• _CHALLENGE 1_
Extract every line of the records that contains the string "cilantro".
• _CHALLENGE 2_
Extend the text on food insecurity in Nigeria beyond its last sentence.

# START OF ARTICLE

For Nigeria, food insecurity is a severe problem with the country ranking 103 of 121 countries assessed for the Global Hunger Index (GHI) in 2022^[1]. With a population of over 200 million people, the WFP’s hunger map reports 57.7 million people in Nigeria with insufficient food consumption – that’s over a quarter of the population living with food uncertainty^[2]. Many Nigerian households struggle to afford a nutritionally adequate diet, leading to poor health outcomes and decreased quality of life. As it is crucial for everyone to have the equal access to sufficient and nutritious food to meet dietary needs, our research question is: How to design a nutritionally adequate, low-cost and culturally acceptable food basket (list of locally available food items) for Nigerian households based on the similarity of their food insecurity level as measured by the coping strategies index? This research is important for addressing food insecurity and improving the health and well-being of Nigerian households.

To answer our research question, we set the following objectives:

• Calculate Nigerian households’ food insecurity levels based on the Coping Strategies Index (CSI)

# END OF ARTICLE
# START OF RECORDED INFORMATION

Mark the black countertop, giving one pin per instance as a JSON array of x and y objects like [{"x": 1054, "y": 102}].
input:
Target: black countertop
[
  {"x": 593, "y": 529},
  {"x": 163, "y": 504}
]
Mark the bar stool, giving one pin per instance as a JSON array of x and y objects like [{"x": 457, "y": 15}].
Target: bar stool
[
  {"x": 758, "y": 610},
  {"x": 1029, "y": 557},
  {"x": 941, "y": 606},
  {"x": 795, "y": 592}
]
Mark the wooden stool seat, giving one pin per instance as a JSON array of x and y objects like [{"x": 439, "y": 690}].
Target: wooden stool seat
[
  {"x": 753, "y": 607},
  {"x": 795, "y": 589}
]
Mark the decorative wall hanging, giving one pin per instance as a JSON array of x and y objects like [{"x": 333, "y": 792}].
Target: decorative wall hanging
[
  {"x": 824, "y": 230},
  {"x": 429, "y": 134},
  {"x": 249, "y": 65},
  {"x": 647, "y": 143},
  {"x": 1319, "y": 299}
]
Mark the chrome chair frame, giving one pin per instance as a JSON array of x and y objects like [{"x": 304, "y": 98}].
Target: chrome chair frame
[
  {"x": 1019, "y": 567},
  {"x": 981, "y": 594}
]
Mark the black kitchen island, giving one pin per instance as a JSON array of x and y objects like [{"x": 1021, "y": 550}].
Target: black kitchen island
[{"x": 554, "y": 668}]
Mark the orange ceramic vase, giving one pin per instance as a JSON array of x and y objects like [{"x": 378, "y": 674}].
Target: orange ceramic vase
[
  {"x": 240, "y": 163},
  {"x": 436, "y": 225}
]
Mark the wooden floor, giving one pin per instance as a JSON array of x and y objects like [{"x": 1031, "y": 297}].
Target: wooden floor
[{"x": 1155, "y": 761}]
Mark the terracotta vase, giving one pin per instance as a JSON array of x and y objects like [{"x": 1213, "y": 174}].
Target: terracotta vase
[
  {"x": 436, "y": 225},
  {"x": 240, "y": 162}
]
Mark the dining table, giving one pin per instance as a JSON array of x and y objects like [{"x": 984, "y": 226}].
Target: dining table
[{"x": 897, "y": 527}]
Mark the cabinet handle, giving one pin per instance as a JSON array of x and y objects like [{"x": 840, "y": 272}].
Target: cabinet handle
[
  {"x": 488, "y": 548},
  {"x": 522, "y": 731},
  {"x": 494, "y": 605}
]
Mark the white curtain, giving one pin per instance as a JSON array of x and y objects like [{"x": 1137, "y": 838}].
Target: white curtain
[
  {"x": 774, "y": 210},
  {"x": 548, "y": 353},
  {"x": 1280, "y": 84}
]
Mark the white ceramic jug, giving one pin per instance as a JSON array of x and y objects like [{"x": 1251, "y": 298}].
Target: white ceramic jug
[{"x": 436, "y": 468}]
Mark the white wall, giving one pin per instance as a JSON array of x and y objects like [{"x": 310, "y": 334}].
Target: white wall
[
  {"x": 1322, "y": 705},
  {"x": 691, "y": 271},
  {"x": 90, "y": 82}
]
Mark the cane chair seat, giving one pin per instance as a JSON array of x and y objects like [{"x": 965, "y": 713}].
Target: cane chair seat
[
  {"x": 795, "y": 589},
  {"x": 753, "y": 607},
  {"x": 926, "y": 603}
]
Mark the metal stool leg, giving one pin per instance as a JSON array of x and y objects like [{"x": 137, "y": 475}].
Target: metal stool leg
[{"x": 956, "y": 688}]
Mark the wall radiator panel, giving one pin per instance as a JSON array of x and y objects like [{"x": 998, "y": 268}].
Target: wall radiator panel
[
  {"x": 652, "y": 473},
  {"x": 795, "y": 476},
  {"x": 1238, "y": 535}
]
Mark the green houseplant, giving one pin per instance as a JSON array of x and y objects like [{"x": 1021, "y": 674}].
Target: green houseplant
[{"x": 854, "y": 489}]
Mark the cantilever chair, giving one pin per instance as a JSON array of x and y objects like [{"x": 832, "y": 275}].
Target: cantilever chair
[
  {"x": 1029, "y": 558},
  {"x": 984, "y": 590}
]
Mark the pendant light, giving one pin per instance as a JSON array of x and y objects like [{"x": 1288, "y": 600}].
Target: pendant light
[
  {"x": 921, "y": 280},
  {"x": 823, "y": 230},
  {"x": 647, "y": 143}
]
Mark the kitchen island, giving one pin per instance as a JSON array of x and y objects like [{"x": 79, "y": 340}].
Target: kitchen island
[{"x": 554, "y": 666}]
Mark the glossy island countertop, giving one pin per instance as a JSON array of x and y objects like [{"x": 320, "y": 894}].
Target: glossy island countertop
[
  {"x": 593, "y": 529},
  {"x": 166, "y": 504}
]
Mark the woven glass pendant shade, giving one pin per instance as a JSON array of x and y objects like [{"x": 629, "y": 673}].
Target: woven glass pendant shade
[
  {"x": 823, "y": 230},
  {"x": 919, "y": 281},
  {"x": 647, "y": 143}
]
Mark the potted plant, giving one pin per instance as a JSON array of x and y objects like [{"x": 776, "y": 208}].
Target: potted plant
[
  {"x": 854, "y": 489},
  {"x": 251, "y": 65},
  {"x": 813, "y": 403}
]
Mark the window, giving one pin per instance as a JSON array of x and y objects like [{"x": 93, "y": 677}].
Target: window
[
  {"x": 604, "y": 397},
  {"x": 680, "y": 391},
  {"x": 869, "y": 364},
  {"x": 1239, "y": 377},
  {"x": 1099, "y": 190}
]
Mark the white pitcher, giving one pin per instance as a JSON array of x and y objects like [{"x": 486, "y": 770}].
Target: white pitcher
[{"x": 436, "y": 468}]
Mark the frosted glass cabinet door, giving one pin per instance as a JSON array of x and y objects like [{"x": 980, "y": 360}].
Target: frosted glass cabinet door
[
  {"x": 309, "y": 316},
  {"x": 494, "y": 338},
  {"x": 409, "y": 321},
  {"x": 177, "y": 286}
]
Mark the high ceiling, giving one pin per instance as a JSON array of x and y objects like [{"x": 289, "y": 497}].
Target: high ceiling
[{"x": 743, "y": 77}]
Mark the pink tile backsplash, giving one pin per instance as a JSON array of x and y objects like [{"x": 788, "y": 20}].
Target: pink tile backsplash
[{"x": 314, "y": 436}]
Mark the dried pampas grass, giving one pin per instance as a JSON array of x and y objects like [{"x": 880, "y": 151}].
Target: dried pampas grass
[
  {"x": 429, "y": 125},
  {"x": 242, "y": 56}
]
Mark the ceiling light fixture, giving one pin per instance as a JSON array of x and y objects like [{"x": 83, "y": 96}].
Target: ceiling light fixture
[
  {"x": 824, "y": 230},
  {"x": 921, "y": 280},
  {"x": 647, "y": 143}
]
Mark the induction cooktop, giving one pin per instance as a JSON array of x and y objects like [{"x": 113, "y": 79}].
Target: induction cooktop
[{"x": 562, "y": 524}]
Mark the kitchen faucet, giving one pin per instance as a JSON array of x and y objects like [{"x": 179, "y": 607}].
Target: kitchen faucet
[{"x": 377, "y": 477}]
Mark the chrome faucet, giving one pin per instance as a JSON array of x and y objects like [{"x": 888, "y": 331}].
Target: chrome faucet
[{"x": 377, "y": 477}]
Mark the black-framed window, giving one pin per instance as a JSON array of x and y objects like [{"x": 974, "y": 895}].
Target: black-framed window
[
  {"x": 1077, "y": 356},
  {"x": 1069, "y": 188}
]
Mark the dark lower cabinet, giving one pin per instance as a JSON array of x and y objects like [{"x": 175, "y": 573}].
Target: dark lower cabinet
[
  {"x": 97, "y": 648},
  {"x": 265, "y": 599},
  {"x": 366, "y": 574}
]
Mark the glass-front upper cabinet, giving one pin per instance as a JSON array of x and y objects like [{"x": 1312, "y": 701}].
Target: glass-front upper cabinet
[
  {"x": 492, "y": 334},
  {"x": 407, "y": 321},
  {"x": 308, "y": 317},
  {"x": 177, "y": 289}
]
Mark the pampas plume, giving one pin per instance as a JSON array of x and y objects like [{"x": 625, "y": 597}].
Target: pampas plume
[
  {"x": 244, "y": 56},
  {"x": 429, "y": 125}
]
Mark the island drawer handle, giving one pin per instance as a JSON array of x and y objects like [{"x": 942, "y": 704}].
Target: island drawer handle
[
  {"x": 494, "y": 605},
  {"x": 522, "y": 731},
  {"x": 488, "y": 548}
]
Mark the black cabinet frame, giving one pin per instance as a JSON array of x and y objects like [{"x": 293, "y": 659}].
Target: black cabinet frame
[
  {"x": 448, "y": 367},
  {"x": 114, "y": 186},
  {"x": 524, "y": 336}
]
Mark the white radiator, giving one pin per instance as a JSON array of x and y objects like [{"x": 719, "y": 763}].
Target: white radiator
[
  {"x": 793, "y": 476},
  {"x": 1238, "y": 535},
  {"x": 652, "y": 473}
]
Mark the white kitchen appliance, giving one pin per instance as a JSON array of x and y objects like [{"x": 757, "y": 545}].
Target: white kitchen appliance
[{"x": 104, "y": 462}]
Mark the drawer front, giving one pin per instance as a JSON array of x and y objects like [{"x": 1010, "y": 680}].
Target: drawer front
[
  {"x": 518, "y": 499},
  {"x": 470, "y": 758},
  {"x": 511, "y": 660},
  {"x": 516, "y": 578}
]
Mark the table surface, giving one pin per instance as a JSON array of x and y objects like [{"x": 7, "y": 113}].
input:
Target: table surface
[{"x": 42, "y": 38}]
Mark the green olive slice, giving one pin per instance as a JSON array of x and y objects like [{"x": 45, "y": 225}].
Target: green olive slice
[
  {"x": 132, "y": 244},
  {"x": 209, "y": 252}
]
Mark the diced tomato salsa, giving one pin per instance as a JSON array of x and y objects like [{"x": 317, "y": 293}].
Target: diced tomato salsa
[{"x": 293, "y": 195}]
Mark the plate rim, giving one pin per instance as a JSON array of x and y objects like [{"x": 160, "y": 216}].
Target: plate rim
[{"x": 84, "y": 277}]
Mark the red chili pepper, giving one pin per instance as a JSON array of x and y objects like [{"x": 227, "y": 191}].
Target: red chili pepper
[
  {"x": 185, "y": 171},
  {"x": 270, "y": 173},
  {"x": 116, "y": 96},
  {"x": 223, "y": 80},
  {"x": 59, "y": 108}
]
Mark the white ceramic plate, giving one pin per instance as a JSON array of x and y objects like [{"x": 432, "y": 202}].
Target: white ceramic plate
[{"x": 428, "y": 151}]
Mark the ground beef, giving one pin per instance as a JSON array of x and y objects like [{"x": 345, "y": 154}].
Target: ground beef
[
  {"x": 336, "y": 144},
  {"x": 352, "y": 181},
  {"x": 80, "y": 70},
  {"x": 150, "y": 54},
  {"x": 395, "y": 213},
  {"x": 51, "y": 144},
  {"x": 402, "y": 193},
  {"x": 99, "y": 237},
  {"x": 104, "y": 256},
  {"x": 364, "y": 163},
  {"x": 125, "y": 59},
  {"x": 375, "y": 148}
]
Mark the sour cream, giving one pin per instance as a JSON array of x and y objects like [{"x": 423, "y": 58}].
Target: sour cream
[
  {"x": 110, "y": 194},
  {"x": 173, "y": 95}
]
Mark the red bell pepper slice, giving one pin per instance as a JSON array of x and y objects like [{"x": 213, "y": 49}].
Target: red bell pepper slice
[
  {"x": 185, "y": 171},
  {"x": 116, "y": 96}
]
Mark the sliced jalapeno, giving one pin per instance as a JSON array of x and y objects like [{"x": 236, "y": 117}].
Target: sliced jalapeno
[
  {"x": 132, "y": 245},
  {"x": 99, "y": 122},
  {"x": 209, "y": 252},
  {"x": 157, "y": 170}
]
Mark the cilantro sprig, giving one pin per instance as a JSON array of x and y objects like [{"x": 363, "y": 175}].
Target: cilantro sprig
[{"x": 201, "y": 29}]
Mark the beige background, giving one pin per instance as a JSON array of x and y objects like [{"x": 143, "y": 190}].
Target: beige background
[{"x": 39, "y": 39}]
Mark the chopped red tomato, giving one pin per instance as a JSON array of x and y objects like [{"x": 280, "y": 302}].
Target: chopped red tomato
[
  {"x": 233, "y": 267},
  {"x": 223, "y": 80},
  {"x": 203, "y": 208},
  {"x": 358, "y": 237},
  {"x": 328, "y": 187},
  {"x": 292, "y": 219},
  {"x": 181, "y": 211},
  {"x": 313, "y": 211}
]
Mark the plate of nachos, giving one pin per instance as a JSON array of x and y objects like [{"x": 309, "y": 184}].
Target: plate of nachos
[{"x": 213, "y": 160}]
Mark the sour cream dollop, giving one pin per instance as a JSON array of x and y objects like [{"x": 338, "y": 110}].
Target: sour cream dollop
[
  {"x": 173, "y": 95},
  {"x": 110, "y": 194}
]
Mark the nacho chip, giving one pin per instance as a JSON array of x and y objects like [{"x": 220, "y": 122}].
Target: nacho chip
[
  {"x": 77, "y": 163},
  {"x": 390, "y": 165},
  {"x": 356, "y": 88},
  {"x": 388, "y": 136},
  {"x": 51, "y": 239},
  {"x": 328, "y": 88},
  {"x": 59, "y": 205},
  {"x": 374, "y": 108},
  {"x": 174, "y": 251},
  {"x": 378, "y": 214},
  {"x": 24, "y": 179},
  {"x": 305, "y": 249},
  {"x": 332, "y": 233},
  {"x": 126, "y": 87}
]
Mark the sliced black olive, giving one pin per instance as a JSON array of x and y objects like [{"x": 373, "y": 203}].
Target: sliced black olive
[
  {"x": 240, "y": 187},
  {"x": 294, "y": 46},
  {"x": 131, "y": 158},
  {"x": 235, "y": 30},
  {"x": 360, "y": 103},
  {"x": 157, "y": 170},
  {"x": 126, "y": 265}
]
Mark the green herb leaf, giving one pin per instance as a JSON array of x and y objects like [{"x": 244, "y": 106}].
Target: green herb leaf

# END OF RECORDED INFORMATION

• _EXERCISE OUTPUT 1_
Mark the cilantro sprig, giving one pin per instance as a JSON array of x and y objects like [{"x": 363, "y": 175}].
Target: cilantro sprig

• _EXERCISE OUTPUT 2_
• Create sub-groups of Nigerian households with similar coping patterns
• Predict Nigerian household food insecurity levels
• Design optimal food baskets for Nigerian households in fulfillment of the U.S. Food and Drug Administration (FDA) nutrient recommendations while considering affordability and cultural acceptability

Data Summary

The primary data source used for this project is the Nigeria General Household Survey (GHS) data, panel 2018 - 2019, conducted in Nigeria under the collaboration between the World Bank, the Federal Ministry of Agriculture and Rural Development, the National Food Reserve Agency, and the Bill and Melinda Gates Foundation. The GHS is a nationally representative survey of approximately 5,000 households from six geopolitical zones in Nigeria. The survey data consists of 3 main questionnaires administered over two rounds (post-planting and post-harvest): household, agricultural, and community. Since the project is not focused on agricultural endeavors, the post-planting survey round served as our main dataset– with a focus on household and community questionnaire responses. The data sections considered from the household and community questionnaires for the project were credit access, food expenditure, food security, dwelling type, economic shock, and food prices. We selected features from the aforementioned data sections for our models to characterize households’ severity of food insecurity and design food baskets. For recommended nutritional components, we used daily recommended values from the U.S. FDA. For the nutritional composition for food items in our dataset, we used the Nutrient Value of Some Common Food document by the Canadian Ministry of Health. For food items that were not found on the aforementioned list, we obtained the nutritional composition value from several other sources. Our data dictionary outlines the data sources used for our project as well as descriptions for all features used.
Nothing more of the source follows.